THE EXERCISE: Gather every line below that contains the word "person" and copy each one in full. Count a line only if the word appears with the same capitalization.

▬▬▬▬▬▬

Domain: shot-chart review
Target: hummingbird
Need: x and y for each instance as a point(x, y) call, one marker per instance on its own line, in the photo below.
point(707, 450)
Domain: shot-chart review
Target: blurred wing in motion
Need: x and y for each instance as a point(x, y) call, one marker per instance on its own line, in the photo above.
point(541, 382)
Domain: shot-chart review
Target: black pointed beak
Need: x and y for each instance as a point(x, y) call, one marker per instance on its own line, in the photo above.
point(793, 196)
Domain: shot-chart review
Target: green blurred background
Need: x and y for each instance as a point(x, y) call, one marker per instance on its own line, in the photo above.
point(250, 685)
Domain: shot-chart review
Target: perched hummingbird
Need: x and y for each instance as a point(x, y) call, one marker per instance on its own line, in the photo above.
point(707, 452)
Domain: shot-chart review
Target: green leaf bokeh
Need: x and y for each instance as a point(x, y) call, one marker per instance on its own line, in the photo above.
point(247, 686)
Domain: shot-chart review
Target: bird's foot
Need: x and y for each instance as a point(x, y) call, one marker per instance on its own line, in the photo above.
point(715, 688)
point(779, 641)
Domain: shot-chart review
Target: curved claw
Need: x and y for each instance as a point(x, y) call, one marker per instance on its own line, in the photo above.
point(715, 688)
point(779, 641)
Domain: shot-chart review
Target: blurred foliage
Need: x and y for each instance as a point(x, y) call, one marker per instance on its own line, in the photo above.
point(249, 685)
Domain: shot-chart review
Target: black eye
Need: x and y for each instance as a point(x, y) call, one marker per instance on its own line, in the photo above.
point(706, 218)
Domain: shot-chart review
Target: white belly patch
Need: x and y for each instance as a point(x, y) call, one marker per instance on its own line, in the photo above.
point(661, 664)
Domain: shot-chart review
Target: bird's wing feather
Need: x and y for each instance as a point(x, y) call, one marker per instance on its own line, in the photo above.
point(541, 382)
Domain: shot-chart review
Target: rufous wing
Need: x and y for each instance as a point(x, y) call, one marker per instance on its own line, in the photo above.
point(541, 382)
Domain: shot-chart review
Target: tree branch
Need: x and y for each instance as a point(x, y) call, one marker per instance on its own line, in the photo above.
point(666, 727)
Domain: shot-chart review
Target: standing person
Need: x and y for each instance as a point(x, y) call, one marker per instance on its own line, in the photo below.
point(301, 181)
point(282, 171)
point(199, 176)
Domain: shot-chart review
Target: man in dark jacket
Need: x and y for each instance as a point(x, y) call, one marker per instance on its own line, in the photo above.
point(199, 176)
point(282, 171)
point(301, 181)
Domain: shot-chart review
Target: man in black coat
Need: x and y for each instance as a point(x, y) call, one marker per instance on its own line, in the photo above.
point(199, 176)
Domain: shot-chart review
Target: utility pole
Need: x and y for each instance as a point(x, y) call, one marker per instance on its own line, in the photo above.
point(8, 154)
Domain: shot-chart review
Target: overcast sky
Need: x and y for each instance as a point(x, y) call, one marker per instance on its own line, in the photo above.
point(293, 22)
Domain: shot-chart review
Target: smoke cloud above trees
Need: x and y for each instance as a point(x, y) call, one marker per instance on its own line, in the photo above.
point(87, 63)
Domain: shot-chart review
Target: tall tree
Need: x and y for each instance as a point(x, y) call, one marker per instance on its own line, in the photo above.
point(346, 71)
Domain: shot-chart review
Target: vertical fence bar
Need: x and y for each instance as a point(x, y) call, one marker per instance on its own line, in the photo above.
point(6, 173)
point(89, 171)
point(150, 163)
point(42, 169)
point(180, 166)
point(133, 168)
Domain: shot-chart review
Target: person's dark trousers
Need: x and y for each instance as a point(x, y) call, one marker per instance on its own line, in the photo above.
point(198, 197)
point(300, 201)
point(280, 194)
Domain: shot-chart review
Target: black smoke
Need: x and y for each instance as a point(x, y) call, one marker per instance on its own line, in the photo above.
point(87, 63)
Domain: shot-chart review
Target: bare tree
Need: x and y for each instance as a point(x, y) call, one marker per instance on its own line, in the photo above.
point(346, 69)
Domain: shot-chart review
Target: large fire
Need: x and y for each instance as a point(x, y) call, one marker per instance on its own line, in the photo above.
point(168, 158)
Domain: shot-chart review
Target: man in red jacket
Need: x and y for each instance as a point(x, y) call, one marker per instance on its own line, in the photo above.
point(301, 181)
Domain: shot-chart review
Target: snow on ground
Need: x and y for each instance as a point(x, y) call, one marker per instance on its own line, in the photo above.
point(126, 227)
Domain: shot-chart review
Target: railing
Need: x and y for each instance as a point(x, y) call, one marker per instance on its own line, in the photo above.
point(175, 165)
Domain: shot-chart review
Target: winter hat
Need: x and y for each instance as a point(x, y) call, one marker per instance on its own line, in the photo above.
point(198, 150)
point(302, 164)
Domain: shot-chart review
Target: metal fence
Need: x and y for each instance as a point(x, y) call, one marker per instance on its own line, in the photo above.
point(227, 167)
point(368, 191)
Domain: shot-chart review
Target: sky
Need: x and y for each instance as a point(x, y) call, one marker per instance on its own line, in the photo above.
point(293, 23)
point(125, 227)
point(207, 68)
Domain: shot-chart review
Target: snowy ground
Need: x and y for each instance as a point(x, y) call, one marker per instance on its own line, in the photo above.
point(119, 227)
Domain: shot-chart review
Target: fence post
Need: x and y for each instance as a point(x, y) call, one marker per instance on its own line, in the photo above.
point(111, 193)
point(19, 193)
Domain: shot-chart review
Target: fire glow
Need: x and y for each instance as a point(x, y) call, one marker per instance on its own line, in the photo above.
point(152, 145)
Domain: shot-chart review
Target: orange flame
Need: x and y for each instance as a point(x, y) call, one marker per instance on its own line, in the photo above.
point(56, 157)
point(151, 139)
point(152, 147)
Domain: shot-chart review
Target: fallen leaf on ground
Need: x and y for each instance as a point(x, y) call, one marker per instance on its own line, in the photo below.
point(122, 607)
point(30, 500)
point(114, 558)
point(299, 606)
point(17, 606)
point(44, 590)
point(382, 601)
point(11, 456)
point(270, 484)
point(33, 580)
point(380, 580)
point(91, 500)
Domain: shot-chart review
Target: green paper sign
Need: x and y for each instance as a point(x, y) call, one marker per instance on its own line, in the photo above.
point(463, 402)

▬▬▬▬▬▬

THE COMPLETED TASK:
Target: standing person
Target: person's dark trousers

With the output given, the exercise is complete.